## Input data
-=-=-=-=-
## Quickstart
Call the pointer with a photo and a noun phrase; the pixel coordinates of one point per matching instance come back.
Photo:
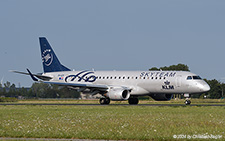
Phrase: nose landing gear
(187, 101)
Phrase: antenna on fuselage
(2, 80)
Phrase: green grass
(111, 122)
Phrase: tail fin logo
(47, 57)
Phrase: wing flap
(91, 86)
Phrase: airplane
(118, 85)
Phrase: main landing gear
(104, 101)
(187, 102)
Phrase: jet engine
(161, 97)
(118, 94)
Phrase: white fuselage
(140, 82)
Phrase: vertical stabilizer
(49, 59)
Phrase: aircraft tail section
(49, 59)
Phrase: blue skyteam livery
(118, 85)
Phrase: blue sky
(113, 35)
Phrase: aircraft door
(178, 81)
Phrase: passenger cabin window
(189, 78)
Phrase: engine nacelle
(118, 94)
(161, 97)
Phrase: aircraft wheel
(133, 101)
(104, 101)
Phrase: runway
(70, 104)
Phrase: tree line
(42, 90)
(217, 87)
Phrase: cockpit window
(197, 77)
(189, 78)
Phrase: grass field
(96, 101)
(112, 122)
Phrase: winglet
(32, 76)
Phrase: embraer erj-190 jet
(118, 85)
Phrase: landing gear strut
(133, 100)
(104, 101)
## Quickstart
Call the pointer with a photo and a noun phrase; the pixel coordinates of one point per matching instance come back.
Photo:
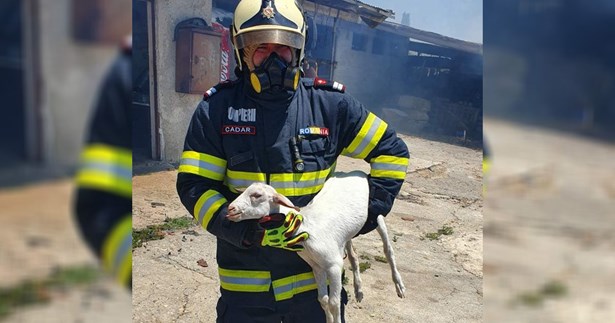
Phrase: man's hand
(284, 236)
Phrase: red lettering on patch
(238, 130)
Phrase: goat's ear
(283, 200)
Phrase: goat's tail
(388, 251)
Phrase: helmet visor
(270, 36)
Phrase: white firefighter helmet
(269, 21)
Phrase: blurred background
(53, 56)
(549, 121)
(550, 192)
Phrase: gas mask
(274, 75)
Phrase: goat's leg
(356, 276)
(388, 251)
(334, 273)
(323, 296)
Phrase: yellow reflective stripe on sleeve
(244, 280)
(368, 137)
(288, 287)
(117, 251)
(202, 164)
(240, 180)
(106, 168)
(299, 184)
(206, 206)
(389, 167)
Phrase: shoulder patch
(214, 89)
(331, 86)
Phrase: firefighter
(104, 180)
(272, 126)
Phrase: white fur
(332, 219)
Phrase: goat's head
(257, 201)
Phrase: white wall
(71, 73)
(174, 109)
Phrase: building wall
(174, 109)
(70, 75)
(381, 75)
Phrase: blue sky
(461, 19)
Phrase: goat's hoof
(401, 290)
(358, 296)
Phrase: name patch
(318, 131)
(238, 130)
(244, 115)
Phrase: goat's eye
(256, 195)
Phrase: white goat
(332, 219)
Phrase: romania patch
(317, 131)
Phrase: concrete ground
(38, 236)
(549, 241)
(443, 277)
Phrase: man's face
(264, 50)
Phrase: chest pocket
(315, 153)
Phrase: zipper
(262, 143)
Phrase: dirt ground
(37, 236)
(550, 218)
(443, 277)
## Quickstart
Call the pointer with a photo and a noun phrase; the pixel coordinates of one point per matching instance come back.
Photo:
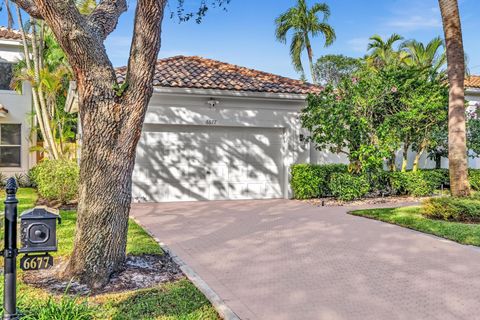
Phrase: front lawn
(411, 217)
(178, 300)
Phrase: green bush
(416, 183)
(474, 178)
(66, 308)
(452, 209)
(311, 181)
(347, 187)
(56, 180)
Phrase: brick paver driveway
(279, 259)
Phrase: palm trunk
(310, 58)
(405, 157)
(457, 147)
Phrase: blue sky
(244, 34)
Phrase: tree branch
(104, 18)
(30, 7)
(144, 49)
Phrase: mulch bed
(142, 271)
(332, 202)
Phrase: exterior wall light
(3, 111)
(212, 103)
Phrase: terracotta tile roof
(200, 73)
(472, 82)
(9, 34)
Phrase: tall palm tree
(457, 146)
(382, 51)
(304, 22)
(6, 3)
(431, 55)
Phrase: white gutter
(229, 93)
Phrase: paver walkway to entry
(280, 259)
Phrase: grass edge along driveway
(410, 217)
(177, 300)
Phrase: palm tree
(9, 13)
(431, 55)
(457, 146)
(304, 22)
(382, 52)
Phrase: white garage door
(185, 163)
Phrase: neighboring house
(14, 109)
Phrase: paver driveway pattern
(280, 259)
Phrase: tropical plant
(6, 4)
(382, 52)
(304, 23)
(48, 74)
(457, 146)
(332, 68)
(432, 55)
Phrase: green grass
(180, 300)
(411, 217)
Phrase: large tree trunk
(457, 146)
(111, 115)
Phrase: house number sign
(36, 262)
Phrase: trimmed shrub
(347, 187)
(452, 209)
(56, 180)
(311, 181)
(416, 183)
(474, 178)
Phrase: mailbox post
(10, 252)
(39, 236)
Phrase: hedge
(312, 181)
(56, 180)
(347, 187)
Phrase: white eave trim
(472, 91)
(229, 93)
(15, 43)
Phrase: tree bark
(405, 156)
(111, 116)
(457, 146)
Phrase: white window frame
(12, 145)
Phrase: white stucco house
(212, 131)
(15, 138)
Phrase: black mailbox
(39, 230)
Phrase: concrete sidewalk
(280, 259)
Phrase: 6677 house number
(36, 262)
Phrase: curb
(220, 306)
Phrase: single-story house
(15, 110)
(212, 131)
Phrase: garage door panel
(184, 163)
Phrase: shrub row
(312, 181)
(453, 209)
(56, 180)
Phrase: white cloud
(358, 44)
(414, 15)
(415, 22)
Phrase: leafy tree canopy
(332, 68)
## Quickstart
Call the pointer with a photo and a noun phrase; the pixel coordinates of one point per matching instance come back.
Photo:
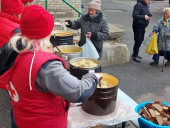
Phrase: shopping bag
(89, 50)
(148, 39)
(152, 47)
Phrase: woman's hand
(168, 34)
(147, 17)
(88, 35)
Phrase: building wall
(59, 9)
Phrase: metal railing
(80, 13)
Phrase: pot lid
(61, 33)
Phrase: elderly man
-=-=-=-=-
## What the exercise asks
For this exercise, return the material word for word and drop each image.

## Result of the task
## Quickstart
Call the pointer with a photo and a noun phrase; the pixel coordinates of one point per matching instance come back.
Photo:
Phrase: nose landing gear
(187, 101)
Phrase: antenna on fuselage
(2, 80)
Phrase: green grass
(111, 122)
Phrase: tail fin logo
(47, 57)
Phrase: wing flap
(91, 86)
Phrase: airplane
(118, 85)
Phrase: main landing gear
(104, 101)
(187, 102)
Phrase: jet engine
(161, 97)
(118, 94)
Phrase: white fuselage
(140, 82)
Phrase: vertical stabilizer
(49, 59)
Phrase: aircraft tail section
(49, 59)
Phrase: blue skyteam livery
(118, 85)
Phrase: blue sky
(113, 35)
Phrase: aircraft door
(178, 81)
Phrase: passenger cabin window
(189, 78)
Phrase: engine nacelle
(118, 94)
(161, 97)
Phrase: aircraft wheel
(133, 101)
(104, 101)
Phrase: runway
(70, 104)
Phrase: tree line
(42, 90)
(217, 87)
Phrase: cockpit window
(197, 77)
(189, 78)
Phrase: grass field
(96, 101)
(112, 122)
Phrase: winglet
(32, 76)
Phrase: embraer erj-190 jet
(118, 85)
Phrase: landing gear strut
(133, 100)
(104, 101)
## Quickstart
Call the pointer with a photo and a noun phrase; the pixel coordinates of one point per matching instance come back.
Photo:
Phrase: man's hand
(284, 236)
Phrase: red lettering on patch
(238, 130)
Phrase: goat's ear
(283, 200)
Phrase: goat's tail
(388, 251)
Phrase: helmet visor
(270, 36)
Phrase: white firefighter helmet
(269, 21)
Phrase: blurred background
(53, 56)
(549, 121)
(550, 192)
Phrase: gas mask
(274, 75)
Phrase: goat's leg
(356, 276)
(388, 251)
(334, 273)
(323, 296)
Phrase: yellow reflective stripe on sleeve
(244, 280)
(368, 137)
(288, 287)
(117, 251)
(202, 164)
(240, 180)
(106, 168)
(299, 184)
(206, 206)
(389, 167)
Phrase: shoulder patch
(214, 89)
(331, 86)
Phrase: firefighter
(104, 180)
(272, 126)
Phrase: white fur
(332, 219)
Phrase: goat's head
(257, 201)
Phrase: white wall
(71, 73)
(174, 109)
Phrase: building wall
(174, 109)
(70, 75)
(381, 75)
Phrase: blue sky
(461, 19)
Phrase: goat's hoof
(401, 290)
(358, 296)
Phrase: name patch
(318, 131)
(238, 130)
(244, 115)
Phrase: goat's eye
(256, 195)
Phrase: white goat
(332, 219)
Phrase: romania patch
(317, 131)
Phrase: concrete ground
(38, 236)
(549, 241)
(443, 277)
Phrase: man's face
(264, 50)
Phrase: chest pocket
(315, 153)
Phrase: zipper
(262, 143)
Phrase: dirt ground
(37, 236)
(550, 218)
(443, 277)
## Quickstart
Call the pointer with a photo and a noun phrase; the pixel coordinates of one point per matching instance come back.
Photo:
Phrase: front lawn
(411, 217)
(178, 300)
Phrase: green bush
(416, 183)
(474, 178)
(66, 308)
(452, 209)
(311, 181)
(347, 187)
(56, 180)
Phrase: brick paver driveway
(279, 259)
Phrase: palm trunk
(310, 58)
(405, 157)
(457, 147)
Phrase: blue sky
(244, 34)
Phrase: tree branch
(104, 18)
(30, 7)
(144, 49)
Phrase: mulch bed
(142, 271)
(332, 202)
Phrase: exterior wall light
(3, 111)
(212, 103)
Phrase: terracotta tile roof
(200, 73)
(472, 82)
(9, 34)
Phrase: tall palm tree
(457, 146)
(382, 51)
(304, 22)
(6, 3)
(431, 55)
Phrase: white gutter
(229, 93)
Phrase: paver walkway to entry
(280, 259)
Phrase: grass edge along driveway
(410, 217)
(177, 300)
Phrase: palm tree
(9, 13)
(431, 55)
(457, 146)
(304, 22)
(382, 52)
Phrase: white garage door
(185, 163)
Phrase: neighboring house
(14, 109)
Phrase: paver driveway pattern
(280, 259)
Phrase: tropical plant
(6, 4)
(382, 52)
(304, 23)
(48, 74)
(457, 146)
(332, 68)
(432, 55)
Phrase: green grass
(180, 300)
(411, 217)
Phrase: large tree trunk
(457, 146)
(111, 115)
Phrase: house number sign
(36, 262)
Phrase: trimmed shrub
(347, 187)
(452, 209)
(56, 180)
(311, 181)
(416, 183)
(474, 178)
Phrase: mailbox post
(10, 252)
(39, 236)
Phrase: hedge
(312, 181)
(56, 180)
(347, 187)
Phrase: white eave trim
(472, 91)
(229, 93)
(15, 43)
Phrase: tree bark
(405, 156)
(111, 116)
(457, 146)
Phrase: white window frame
(12, 145)
Phrase: white stucco house
(212, 131)
(15, 138)
Phrase: black mailbox
(39, 230)
Phrase: concrete sidewalk
(280, 259)
Phrase: 6677 house number
(36, 262)
Phrase: curb
(220, 306)
Phrase: single-story house
(15, 110)
(212, 131)
Phrase: garage door panel
(184, 163)
Phrase: shrub row
(312, 181)
(453, 209)
(56, 180)
Phrase: white cloud
(358, 44)
(414, 15)
(415, 22)
Phrase: leafy tree canopy
(332, 68)
## Quickstart
Call the pointer with a photo and a noun phrase; the pixel coordinates of one point per matching instance come back.
Photo:
Phrase: shopping bag
(89, 50)
(148, 39)
(152, 47)
Phrase: woman's hand
(168, 34)
(147, 17)
(88, 35)
Phrase: building wall
(59, 9)
Phrase: metal railing
(80, 13)
Phrase: pot lid
(61, 33)
Phrase: elderly man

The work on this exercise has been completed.